### Compito scritto A
Rispondi a queste domande sulla nota di degustazione sul Libano:
(i) Quale vino compare sotto il titolo?
(ii) Da quali porti partivano le navi dei fenici?
(iii) Da dove forse i fenici importarono la vite?
### Compito scritto B
Sposta di 3 le coordinate nelle risposte delle righe: riscrivi le righe, richieste comprese, partendo dalla prima e arrivando fino alla riga con "253, 593, 273, 640", inclusa, e aggiungi 3 a ogni coordinata.

### Estratto pagina
□ □ □ □ □ □ □

Libano, Note di degustazione

Gaston Hochar Chateau Musar Blanc 1998

Oggi non solo usciamo dall’Italia, ma persino dall’Europa.
Andremo in un posto antico, verde un tempo ed ora eroso dalla guerra e dalla stupidità umana, contro la quale ‘anche gli dei lottano invano’ (Schiller).
Andremo in una terra martoriata, divisa, lacerata.
La storia del Libano e quella del vino sono strettamente legate.
I fenici, che abitavano queste terre quattromila anni fa, avevano introdotto la coltivazione della vite ed il commercio del vino trasportandolo nelle anfore con le loro navi, partendo dai porti di Tiro e Sidone fin sulle tavole del Faraone.
E forse i fenici importarono la vite da Babilonia, nell’attuale Iraq, dove il vino era conosciuto da molti secoli come riportano anche alcuni passi dell’epopea di Gilgamesh.

□ □ □ □ □ □ □

[Voci di annotazione delle coordinate]
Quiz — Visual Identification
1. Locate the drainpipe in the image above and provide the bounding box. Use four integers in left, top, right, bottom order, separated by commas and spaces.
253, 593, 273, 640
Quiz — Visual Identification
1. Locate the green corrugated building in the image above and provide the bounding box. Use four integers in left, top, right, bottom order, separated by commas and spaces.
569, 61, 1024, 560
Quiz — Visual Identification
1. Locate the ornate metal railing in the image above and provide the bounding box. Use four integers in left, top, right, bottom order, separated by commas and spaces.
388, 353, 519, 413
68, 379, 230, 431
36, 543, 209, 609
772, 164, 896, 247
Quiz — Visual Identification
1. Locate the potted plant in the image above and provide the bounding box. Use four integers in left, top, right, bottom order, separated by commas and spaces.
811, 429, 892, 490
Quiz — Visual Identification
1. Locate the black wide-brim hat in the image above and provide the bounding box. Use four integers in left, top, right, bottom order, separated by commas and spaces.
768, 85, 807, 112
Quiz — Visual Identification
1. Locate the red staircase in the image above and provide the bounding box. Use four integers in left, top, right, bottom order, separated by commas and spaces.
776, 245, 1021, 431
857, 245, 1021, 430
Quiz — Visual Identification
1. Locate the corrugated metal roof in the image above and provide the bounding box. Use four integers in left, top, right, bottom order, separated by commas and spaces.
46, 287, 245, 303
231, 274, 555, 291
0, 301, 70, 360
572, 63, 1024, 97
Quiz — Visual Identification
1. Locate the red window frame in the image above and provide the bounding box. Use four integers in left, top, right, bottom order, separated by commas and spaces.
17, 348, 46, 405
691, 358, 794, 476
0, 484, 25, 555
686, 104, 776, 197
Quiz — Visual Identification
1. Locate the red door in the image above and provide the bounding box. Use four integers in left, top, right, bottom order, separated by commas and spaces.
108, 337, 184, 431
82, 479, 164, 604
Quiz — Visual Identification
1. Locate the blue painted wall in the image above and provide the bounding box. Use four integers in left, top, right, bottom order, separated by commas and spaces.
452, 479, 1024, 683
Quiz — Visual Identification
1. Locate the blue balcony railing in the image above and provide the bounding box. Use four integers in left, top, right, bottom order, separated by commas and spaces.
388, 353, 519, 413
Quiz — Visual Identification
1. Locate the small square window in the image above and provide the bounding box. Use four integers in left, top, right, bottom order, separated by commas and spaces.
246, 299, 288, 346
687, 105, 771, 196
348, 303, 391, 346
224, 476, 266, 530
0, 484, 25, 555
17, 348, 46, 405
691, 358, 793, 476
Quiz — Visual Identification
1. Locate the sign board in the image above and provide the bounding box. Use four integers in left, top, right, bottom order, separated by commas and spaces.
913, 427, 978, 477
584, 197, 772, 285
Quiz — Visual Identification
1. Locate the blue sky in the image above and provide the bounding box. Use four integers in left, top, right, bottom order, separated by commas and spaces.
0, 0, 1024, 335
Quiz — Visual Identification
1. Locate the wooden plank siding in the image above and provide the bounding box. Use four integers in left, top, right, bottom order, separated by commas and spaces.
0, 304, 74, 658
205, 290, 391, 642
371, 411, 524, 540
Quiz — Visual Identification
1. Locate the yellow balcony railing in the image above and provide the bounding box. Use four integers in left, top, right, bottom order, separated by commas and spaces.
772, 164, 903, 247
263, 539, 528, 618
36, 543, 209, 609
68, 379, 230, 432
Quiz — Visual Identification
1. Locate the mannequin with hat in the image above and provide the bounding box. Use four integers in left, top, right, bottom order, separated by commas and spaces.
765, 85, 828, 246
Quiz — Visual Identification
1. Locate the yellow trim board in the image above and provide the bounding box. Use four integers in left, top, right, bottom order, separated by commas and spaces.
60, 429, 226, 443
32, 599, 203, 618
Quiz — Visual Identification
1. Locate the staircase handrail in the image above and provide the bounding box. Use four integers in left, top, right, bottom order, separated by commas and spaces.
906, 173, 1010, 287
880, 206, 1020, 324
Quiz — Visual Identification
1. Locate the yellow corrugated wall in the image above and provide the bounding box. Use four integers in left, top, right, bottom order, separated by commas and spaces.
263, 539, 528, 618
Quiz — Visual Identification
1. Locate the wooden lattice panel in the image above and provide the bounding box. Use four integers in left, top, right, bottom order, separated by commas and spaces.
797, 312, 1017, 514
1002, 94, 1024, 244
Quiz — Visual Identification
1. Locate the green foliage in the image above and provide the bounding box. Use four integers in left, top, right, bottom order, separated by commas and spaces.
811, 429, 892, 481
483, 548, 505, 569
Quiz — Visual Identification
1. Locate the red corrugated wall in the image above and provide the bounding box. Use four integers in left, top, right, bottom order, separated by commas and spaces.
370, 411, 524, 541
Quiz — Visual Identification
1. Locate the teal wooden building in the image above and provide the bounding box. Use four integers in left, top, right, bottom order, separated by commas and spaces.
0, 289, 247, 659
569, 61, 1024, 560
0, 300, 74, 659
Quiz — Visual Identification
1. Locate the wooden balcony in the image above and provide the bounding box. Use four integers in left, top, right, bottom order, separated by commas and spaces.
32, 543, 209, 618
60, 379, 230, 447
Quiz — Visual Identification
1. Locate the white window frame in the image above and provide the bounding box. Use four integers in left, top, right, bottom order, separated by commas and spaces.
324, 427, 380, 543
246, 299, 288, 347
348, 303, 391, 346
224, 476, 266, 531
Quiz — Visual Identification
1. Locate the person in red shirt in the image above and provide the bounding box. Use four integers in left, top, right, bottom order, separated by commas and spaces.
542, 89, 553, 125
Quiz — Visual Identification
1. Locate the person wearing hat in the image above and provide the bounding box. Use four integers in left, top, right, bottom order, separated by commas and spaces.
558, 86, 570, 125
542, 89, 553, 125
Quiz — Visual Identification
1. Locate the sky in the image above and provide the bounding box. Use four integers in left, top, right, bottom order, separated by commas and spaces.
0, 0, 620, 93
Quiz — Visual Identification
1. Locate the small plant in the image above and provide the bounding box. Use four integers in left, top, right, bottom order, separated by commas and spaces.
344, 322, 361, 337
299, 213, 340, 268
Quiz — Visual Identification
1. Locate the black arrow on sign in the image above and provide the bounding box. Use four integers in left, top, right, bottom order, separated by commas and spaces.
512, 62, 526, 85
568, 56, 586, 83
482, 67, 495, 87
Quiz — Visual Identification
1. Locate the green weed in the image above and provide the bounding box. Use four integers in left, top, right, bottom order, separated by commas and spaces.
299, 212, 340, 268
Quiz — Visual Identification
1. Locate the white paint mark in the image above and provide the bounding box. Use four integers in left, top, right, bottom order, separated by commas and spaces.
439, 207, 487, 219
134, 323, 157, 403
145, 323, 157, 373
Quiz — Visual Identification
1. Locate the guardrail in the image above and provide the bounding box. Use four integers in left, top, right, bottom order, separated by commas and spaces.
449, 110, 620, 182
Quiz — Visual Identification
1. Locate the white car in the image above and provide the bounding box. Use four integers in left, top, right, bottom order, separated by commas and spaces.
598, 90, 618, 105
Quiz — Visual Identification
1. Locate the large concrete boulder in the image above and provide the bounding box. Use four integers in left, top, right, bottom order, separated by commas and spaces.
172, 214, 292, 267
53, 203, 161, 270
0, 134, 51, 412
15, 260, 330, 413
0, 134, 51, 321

□ □ □ □ □ □ □

### Risultato esercizio A
(i) Gaston Hochar Chateau Musar Blanc 1998.
(ii) Da Tiro e Sidone.
(iii) Da Babilonia, nell'attuale Iraq.

### Risultato esercizio B
Quiz — Visual Identification
1. Locate the drainpipe in the image above and provide the bounding box. Use four integers in left, top, right, bottom order, separated by commas and spaces.
256, 596, 276, 643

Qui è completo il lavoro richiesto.